[What the exercise asks]: Write out the rows below as a numbered list, dropping any blank lines and leaving out the pictures.
** Start Supplied entries **
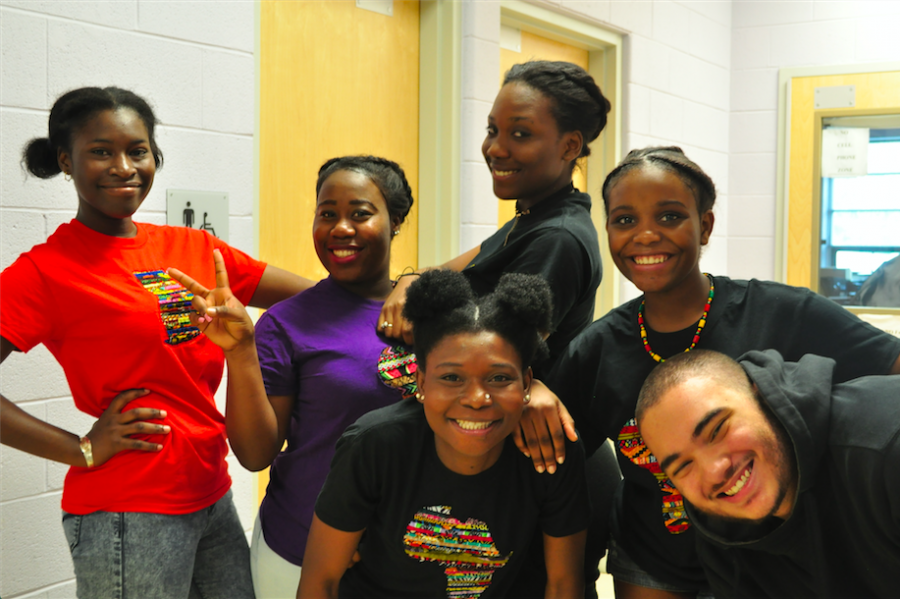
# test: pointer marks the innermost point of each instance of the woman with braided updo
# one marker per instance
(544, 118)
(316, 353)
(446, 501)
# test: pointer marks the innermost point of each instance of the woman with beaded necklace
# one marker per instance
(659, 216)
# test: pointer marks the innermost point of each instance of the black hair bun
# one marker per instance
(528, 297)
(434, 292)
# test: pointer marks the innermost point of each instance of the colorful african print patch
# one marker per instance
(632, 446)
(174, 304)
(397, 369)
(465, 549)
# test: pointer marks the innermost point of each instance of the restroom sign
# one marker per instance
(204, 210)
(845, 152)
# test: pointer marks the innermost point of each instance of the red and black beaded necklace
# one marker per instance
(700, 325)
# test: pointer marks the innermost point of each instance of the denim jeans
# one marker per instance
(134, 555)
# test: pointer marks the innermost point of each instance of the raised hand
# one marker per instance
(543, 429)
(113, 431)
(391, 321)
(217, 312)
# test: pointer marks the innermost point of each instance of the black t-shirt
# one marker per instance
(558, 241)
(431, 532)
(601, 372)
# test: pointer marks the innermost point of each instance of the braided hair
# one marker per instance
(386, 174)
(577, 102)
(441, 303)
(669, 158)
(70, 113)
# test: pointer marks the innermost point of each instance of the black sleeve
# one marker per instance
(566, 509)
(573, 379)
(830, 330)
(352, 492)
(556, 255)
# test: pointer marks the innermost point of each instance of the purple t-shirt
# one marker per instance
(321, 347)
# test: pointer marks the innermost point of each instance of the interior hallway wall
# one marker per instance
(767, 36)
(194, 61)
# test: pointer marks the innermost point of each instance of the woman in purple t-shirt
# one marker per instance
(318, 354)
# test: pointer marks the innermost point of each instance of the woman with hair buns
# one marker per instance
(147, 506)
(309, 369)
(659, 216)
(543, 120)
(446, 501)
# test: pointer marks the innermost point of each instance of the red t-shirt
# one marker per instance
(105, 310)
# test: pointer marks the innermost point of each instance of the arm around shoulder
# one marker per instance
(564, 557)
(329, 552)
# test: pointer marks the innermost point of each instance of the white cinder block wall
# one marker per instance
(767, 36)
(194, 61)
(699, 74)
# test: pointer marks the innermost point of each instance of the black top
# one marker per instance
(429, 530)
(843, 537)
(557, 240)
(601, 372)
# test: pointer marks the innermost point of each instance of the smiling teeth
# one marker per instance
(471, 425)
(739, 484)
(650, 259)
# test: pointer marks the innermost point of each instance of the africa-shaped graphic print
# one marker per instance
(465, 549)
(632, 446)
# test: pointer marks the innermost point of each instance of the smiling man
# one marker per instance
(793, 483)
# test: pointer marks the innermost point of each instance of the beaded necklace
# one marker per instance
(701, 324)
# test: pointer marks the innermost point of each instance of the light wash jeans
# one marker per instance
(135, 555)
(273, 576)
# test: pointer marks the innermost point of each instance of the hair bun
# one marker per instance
** End Supplied entries **
[Worked answer]:
1. # test: pointer marks the innermost point of each instance of the woman with braided updo
2. # one marker per instance
3. (544, 118)
4. (316, 353)
5. (446, 501)
6. # test: pointer marks the innermost point of each instance of the woman with beaded necklace
7. # one marker per instance
8. (659, 216)
9. # test: pointer marks the innermost point of each instance of the black hair bun
10. # one marker per instance
11. (528, 297)
12. (434, 292)
13. # test: pointer marks the innermost point of each instance of the colorful african print patch
14. # one marker per instance
15. (632, 446)
16. (174, 304)
17. (397, 369)
18. (465, 549)
19. # test: pointer marks the innermost point of each instance of the restroom sign
20. # one marker per instance
21. (204, 210)
22. (845, 152)
23. # test: pointer marks the innermost point of each instance of the red and black beaded necklace
24. # one marker per instance
25. (700, 325)
26. # test: pointer marks the innermost point of each instance of the denim jeans
27. # one marker per instance
28. (134, 555)
29. # test: pointer marks the innermost point of each instance of the raised hand
30. # one marker per instance
31. (543, 429)
32. (113, 431)
33. (391, 321)
34. (217, 312)
35. # test: pointer marks the innermost point of each instance of the black t-shirt
36. # one marker per instance
37. (558, 241)
38. (431, 532)
39. (601, 372)
40. # test: pointer marks the innermost point of each instance of the braided hair
41. # one marker per instance
42. (386, 174)
43. (577, 102)
44. (441, 303)
45. (669, 158)
46. (70, 113)
47. # test: pointer marks the innermost point of each instance of the black sleeve
48. # one marker per instance
49. (566, 509)
50. (573, 379)
51. (830, 330)
52. (352, 492)
53. (556, 255)
54. # test: pointer marks the innermost point of each instance of the purple t-shirt
55. # one marker per instance
56. (321, 347)
57. # test: pointer marks the innermost point of each instance of the interior hallway wall
58. # one marker per instance
59. (767, 36)
60. (194, 61)
61. # test: pointer marks the innermost point of each instance of the woman in purple t-shirt
62. # one marker per instance
63. (318, 354)
64. # test: pointer marks the innermost point of each instance of the woman with hair buns
65. # one marker per instance
66. (147, 506)
67. (309, 369)
68. (659, 216)
69. (543, 120)
70. (446, 501)
71. # test: pointer marks the innermost point of each instance of the red t-shirt
72. # one marker per instance
73. (105, 310)
74. # test: pointer marks the innermost point of each instance of the arm around shoulder
75. # one marker per instance
76. (564, 557)
77. (329, 552)
78. # test: pointer marks the innermost point of each instance of the white cinder block wall
79. # one marker per instance
80. (767, 36)
81. (194, 61)
82. (699, 74)
83. # test: pointer marks the innermost point of each instance of the black top
84. # one marker per instance
85. (429, 530)
86. (843, 537)
87. (557, 240)
88. (601, 372)
89. # test: pointer marks the innermost point of each instance of the smiling teeth
90. # one marker per instance
91. (471, 425)
92. (739, 484)
93. (650, 259)
94. # test: pointer marks the innermost point of each instance of the africa-shaped graphic print
95. # one marker per instance
96. (465, 549)
97. (632, 446)
98. # test: pointer marks the innermost point of each instance of the smiling man
99. # one marker per instance
100. (793, 483)
101. # test: pointer marks the innermost point of each instance of the beaded necklace
102. # one marker per instance
103. (701, 324)
104. # test: pointer marks the innermost point of each instance of the light wash jeans
105. # one marker per instance
106. (135, 555)
107. (273, 576)
108. # test: pointer marks the innermost point of each instance of the hair bun
109. # one marker per instance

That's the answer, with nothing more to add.